> **TEXT SHOWN**:
----------
1 Abbreviations: PM, pacemaker; CRT‐P, cardiac resynchronization therapy pacemaker, CRT‐D, cardiac resynchronization therapy defibrillator, STEMI, ST‐elevation myocardial infarction; AV Block, atrioventricular block; AF, atrial fibrillation; NYHA, The New York Heart Association Functional Classification; MR, mitral regurgitation; EDD, end‐diastolic dimension; ESD, end‐systolic dimension; LVEF, left ventricular ejection fraction; RVIT, right ventricular inflow tract dimension; TAPSE, tricuspid annular plane systolic excursion; LBBB, left bundle branch block; RVP, right ventricular pacing burden; ACE‐I, angiotensin‐converting–enzyme inhibitors; ARB, angiotensin‐receptor blocker; MRA, mineralocorticoid‐receptor antagonists.

During follow up, the median percentage of BiV stimulation did not differ between the subgroups: 98.5% (IQR 97.0‐100.0) for the PM/CRT‐P group, 98.0% (94.6‐99.7) for the PM/CRT‐D group and 98.4% (IQR 95.0‐100.0) for the ICD/CRT‐D group respectively; P = .74. The BiV pacing burden in the atrial fibrillation (AF) group was as high as in the sinus rhythm group: 98.0% (IQR 94.6‐99.4) versus 98.6% (IQR 96.45‐100.0), respectively; P = .095.

Among the 36 subjects from the ICD/CRT‐D group, sustained ventricular tachycardia or ventricular fibrillation (sVT/VF) episodes were found in 16 patients (44.4%), including seven patients (19.4%) implanted for primary prevention of SCD. In this group, only one subject suffered multiple inadequate interventions due to RV lead damage. In the PM/CRT‐D group of 39 patients, VT/VF episodes were found in three subjects (7.69%) implanted for primary prevention of SCD and in one subject (2.56%) implanted for secondary prevention of SCD. The high voltage (HV) therapies appeared in three of 4 patients, and all of them were classified as adequate. Among the 40 subjects in the PM/CRT‐P group, sVT episodes were found in four patients (10%), leading to subsequent upgrade to CRT‐D in three cases: (a) Male, 60 years old, with coronary artery disease and stable angina – for whom sustained and stable VT occurred during the HF decompensation episode 3 years after upgrade procedure. (b) Female, 57 years old, with stable NYHA II dilated cardiomyopathy – for whom sustained VT 190 bpm with syncope occurred 15 months after upgrade to CRT‐P. (c) Male, 70 years old, with NYHA III non‐ischemic chronic HF – unstable sVT appeared after an infectious episode during hospitalization. Re‐upgrade to CRT‐D was performed after the exclusion of cardiac device‐related infective endocarditis (CDRIE). The procedure was challenging and required subclavian vein angioplasty. In the last case, a 90‐year‐old male, with sVT episodes during infection with fever 2 years post upgrade to CRT‐P procedure, was qualified to conservative treatment with amiodarone. The patient died due to decompensated HF 1 month later in the district hospital with no documented episodes of arrhythmia.
----------
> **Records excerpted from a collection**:
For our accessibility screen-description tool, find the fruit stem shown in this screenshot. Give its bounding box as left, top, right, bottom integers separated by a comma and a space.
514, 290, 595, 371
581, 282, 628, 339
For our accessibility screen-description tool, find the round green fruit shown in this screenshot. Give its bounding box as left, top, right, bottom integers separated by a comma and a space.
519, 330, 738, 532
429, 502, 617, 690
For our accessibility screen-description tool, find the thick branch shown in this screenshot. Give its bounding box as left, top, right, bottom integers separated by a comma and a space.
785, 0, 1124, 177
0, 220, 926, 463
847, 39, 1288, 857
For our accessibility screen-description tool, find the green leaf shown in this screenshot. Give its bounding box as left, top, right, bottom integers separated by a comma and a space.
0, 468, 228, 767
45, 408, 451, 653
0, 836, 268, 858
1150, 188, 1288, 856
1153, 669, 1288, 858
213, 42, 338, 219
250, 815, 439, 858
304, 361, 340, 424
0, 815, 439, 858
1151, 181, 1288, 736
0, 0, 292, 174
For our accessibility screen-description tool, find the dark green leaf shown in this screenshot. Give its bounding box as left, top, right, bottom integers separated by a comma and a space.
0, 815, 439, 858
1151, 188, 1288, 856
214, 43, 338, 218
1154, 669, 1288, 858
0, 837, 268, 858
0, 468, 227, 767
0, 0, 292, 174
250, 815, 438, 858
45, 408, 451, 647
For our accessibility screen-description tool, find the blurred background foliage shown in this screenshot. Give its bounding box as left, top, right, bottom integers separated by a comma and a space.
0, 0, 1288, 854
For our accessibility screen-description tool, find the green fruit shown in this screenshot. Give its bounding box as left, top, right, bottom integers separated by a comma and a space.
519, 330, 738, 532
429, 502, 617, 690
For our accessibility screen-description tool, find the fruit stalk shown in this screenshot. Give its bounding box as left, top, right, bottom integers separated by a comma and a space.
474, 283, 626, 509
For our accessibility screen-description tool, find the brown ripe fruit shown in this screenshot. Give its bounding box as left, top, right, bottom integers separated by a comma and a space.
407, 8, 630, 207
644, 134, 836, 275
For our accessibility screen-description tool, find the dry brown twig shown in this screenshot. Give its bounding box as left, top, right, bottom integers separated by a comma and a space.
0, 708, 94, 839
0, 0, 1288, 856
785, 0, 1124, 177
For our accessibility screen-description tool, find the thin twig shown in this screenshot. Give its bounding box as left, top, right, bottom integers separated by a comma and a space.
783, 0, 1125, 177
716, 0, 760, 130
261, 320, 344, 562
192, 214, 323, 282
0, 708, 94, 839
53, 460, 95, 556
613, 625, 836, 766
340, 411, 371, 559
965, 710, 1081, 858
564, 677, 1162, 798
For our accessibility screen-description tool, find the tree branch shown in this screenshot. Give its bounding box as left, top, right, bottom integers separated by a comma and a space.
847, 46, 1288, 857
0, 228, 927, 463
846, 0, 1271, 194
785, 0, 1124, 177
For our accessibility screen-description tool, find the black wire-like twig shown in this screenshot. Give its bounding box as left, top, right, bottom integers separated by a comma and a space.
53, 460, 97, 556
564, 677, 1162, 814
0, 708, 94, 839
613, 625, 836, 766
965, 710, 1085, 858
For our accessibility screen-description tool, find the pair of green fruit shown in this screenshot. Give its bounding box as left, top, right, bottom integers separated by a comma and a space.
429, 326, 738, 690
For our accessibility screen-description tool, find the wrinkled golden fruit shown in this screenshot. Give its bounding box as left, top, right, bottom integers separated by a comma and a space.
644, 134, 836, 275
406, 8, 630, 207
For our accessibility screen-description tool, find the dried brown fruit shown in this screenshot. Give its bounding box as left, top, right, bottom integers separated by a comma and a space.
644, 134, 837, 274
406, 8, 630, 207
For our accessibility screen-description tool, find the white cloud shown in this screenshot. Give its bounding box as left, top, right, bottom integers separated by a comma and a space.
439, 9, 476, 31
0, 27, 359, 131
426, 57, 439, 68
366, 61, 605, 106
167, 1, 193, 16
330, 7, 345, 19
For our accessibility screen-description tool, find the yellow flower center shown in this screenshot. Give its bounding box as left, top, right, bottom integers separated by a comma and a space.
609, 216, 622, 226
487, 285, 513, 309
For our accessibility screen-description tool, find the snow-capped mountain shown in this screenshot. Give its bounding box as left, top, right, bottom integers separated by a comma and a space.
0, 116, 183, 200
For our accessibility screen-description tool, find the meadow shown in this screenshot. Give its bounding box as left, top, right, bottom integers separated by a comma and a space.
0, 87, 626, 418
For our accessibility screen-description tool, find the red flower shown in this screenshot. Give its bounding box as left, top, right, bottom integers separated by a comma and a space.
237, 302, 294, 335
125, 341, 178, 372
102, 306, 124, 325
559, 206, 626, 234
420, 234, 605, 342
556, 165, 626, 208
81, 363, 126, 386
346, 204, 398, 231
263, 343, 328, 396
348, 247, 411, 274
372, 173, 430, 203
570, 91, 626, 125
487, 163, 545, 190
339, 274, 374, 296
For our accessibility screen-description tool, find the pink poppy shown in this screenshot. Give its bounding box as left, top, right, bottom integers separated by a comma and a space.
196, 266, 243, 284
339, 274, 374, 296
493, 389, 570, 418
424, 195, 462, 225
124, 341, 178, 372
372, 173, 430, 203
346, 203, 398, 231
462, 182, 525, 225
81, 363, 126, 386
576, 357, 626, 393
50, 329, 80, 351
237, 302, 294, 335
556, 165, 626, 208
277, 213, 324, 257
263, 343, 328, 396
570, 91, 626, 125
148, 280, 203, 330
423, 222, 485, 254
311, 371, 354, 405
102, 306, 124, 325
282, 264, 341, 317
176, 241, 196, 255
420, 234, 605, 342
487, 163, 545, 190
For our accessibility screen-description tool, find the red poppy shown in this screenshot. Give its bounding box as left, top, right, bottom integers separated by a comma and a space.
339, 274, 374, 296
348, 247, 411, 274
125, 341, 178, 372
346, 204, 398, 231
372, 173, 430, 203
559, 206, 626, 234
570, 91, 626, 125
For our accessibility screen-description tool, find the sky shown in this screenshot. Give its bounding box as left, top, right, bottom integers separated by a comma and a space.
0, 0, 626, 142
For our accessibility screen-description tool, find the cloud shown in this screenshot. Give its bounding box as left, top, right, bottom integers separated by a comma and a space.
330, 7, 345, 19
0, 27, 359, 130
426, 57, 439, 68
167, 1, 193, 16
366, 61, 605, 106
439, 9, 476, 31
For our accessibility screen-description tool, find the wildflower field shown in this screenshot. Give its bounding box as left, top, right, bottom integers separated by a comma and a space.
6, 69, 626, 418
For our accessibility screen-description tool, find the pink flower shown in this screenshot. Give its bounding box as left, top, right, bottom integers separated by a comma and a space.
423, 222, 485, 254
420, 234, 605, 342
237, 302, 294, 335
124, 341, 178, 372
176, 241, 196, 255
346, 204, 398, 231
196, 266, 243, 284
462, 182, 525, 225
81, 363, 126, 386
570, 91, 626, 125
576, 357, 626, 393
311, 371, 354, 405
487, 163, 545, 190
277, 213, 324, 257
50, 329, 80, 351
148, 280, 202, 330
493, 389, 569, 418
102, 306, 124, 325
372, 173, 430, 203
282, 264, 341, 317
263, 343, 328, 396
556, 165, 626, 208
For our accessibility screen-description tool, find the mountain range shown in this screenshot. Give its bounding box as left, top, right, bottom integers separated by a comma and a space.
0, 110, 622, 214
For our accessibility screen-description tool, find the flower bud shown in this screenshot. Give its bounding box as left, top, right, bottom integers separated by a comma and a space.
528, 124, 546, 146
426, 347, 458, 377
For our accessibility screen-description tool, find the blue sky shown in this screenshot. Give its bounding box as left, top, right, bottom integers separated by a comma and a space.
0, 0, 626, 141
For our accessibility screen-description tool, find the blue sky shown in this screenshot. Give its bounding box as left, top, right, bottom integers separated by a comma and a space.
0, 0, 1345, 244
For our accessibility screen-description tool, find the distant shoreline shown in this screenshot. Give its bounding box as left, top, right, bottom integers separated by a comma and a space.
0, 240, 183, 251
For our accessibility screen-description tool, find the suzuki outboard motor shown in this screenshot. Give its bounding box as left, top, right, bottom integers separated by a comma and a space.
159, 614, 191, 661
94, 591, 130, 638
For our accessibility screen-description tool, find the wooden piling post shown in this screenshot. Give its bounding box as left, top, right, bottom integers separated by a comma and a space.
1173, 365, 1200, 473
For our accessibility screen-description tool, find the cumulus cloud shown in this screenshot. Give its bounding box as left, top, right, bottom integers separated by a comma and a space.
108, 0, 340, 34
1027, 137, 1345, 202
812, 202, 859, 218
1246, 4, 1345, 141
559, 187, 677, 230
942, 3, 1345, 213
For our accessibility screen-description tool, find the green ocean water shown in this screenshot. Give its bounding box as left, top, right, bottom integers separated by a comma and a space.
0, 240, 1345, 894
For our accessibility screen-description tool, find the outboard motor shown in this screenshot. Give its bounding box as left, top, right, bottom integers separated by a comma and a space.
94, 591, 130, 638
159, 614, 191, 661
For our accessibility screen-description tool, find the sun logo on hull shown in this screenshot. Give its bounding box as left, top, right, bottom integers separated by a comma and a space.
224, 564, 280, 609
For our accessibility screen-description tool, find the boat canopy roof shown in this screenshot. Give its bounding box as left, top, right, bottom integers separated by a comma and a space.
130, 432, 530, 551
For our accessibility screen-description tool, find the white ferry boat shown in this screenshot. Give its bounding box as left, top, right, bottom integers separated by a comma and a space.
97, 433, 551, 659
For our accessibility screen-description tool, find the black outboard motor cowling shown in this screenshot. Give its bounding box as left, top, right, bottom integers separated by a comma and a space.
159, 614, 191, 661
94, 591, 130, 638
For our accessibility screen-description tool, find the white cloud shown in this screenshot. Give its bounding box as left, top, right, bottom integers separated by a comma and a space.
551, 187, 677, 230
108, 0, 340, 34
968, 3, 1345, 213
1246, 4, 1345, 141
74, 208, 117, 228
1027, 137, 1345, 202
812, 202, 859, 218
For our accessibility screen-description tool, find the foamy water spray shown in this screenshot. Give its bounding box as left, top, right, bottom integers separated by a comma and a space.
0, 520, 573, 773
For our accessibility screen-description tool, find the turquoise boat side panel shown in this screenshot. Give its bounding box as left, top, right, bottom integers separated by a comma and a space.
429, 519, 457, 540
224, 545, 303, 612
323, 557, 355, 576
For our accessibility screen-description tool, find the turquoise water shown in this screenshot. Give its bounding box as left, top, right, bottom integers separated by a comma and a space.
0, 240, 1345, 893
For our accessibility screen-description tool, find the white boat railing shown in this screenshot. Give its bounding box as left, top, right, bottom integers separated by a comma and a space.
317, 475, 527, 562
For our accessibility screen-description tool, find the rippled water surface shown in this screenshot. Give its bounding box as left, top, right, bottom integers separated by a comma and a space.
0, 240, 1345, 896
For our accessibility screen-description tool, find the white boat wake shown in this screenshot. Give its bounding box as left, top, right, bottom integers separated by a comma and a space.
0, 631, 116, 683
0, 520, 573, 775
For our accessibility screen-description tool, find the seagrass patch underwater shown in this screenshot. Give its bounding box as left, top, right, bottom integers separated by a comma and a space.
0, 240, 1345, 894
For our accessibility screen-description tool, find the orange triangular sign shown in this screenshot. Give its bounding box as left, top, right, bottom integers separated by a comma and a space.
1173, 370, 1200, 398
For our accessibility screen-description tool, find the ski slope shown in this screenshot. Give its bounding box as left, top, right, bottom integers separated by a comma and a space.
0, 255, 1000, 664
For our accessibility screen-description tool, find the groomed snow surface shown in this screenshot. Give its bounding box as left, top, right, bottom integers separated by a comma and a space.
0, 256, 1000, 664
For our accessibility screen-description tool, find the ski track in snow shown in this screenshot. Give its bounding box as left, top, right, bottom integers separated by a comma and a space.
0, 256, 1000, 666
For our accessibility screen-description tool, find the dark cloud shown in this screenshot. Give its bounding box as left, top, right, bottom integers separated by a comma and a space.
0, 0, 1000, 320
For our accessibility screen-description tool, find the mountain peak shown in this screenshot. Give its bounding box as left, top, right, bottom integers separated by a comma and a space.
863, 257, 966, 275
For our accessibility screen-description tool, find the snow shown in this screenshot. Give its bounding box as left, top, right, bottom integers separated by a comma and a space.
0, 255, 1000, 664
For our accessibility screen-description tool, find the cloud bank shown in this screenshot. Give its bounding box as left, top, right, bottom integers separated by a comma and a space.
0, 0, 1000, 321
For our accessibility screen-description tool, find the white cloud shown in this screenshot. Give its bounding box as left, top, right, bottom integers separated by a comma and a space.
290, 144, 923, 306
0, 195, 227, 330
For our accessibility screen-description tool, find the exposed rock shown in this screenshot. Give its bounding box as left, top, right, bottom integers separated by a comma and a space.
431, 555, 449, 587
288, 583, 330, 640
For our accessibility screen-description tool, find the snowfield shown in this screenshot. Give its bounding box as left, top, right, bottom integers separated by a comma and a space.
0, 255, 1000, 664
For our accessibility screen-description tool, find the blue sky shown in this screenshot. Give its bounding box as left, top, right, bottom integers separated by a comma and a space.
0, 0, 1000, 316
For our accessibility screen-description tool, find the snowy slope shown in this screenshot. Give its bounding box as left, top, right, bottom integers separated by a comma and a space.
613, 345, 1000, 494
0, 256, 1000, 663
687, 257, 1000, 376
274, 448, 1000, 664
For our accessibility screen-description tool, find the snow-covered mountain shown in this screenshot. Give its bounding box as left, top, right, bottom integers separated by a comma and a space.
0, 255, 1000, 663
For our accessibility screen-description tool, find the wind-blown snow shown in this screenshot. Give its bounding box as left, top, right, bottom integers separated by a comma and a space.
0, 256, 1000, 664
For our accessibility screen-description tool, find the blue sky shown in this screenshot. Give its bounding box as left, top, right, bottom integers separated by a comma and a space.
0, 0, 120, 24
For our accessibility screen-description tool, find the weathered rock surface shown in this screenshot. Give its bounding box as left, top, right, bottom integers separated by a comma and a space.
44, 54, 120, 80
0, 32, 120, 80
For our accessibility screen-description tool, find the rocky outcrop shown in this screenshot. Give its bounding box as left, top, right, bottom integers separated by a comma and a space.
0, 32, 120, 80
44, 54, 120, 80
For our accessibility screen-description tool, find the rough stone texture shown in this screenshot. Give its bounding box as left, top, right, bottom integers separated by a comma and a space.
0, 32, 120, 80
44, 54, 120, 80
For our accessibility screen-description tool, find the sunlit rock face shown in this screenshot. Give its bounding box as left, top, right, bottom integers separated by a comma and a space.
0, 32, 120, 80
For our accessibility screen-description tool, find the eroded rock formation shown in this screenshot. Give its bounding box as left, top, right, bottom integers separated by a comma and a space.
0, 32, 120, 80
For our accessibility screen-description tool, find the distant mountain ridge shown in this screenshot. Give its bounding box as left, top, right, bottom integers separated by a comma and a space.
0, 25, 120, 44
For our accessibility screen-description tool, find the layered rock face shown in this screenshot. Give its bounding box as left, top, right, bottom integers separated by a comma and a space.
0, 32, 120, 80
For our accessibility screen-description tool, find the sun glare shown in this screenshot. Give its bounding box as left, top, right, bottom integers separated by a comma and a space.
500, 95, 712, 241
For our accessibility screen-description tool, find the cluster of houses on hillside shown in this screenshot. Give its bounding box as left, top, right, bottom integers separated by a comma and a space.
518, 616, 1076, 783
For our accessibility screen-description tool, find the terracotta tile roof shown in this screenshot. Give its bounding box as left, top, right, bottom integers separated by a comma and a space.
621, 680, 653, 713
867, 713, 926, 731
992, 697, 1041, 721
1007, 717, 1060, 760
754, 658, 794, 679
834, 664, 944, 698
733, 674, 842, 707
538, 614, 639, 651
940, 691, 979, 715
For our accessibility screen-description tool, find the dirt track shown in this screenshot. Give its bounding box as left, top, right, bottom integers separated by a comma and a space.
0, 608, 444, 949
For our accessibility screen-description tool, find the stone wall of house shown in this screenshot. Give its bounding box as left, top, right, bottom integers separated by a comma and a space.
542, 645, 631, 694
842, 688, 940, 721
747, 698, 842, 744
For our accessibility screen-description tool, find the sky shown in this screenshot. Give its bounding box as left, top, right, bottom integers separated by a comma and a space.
----------
> **USING THE INFORMATION**:
A: Condense the paragraph beginning "During follow up, the median percentage" from the text on CRT upgrade outcomes into a short bulleted list, keeping its main figures.
B: Write the next paragraph of the text on CRT upgrade outcomes, picking up after its last sentence.

> **ANSWERS FOR EACH ITEM**:
A:
- Median BiV stimulation during follow-up did not differ among subgroups (P = .74):
  - PM/CRT‐P: 98.5% (IQR 97.0‐100.0)
  - PM/CRT‐D: 98.0% (94.6‐99.7)
  - ICD/CRT‐D: 98.4% (IQR 95.0‐100.0)
- BiV pacing burden was as high in AF as in sinus rhythm (P = .095):
  - AF: 98.0% (IQR 94.6‐99.4)
  - Sinus rhythm: 98.6% (IQR 96.45‐100.0)

B:
During the follow‐up after upgrade to CRT in subjects with no previous VT history, the number of sVT episodes was four times lower in patients upgraded from PM than in patients upgraded from ICD: 9.3% versus 36.8%, respectively; P = .003. Additional analyses show that the only factor that influences the probability of VT occurrence in patients upgraded from PM to CRT‐P or CRT‐D for primary prevention of SCD was LVEF of ≤25%, AUC 0.74; sensitivity 87.50; specificity 64.79; P = .009.

A total of 26 patients died during the observation period, of whom 11 (27.5%) from the PM/CRT‐P group, seven (17.9%) from the PM/CRT‐D group, and eight (22.2%) from the ICD/CRT‐D group; P = .60. Up to 13 out of 26 deaths (50.0%), including elderly patients, occurred at home, and the cause of death was pronounced by a general practitioner without a postmortem examination or the possibility of reading and analyzing data from the implanted device.

Patients who upgraded to CRT‐P without ICD therapy option were on average, 5 years older; however, they presented slightly better LV systolic function, lower LV dimensions, and less frequent regional LV akinesis compared to the PM/CRT‐D and the ICD/CRT‐D groups (Table 1). In addition, the PM/CRT‐P patients required less frequent use of loop diuretics and mineralocorticoid‐receptor antagonists (MRA) to control the symptoms of HF. However, survival prognosis between groups was not different for comparison between the CRT‐P and the CRT‐D group, log‐rank P = 1.00, as well as for comparison between the PM/CRT‐P and the PM/CRT‐D group, log‐rank P = .98 (Figures 1 and 2).

pace13906-fig-0001.jpg

pace13906-fig-0002.jpg

Differences in all‐cause mortality were not visible between the groups of patients with CRT‐D implanted in primary and secondary prevention of SCD, log‐rank P = .83.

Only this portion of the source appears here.